Requirements
Count the lines in the records below that contain the string "flower", matching case exactly. Reply with the number only.

Supplied entries

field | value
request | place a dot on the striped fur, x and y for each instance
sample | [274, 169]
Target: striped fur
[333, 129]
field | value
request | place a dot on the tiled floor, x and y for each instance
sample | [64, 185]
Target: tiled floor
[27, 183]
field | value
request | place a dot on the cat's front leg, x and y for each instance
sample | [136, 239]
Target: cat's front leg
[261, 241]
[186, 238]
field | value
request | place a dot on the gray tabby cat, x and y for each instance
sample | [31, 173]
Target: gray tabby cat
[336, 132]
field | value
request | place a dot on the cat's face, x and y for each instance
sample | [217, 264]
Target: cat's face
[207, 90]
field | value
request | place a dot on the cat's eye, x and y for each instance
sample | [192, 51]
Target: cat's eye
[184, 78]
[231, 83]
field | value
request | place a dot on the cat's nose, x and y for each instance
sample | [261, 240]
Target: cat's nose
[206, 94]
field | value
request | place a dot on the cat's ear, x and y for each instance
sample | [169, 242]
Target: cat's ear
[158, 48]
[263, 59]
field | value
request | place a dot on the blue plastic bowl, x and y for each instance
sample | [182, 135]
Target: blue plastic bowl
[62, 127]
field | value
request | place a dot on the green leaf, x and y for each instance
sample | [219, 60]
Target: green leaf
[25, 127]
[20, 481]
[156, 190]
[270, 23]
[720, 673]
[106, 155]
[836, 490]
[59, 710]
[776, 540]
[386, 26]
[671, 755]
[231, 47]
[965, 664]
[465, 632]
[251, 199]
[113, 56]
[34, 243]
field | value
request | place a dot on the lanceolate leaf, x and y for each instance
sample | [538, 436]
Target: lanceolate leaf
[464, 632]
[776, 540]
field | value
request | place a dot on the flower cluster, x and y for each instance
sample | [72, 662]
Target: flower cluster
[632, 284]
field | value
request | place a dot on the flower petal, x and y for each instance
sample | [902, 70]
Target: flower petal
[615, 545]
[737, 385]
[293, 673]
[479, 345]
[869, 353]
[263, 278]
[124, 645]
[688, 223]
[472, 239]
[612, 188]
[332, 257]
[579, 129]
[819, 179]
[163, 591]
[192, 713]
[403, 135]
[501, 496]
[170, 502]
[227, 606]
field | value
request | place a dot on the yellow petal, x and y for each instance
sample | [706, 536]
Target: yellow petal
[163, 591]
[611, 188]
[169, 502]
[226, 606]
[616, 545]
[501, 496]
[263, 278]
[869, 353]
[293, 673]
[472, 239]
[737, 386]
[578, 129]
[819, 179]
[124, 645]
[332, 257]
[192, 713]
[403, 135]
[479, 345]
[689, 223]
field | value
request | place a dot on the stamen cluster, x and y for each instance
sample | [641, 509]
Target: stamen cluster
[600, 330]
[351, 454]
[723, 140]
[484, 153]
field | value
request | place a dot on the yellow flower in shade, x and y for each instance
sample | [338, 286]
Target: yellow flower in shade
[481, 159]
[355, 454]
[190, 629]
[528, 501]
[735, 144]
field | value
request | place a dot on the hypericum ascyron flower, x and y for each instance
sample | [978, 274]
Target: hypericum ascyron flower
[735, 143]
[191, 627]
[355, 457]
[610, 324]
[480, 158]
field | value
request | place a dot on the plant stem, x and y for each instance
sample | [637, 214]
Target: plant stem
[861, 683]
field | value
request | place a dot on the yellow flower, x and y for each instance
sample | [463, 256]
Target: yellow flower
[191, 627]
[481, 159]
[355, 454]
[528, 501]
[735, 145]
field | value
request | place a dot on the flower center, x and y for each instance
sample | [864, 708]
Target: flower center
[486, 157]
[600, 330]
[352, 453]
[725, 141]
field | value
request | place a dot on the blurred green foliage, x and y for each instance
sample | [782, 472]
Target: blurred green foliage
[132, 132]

Response to this exercise
12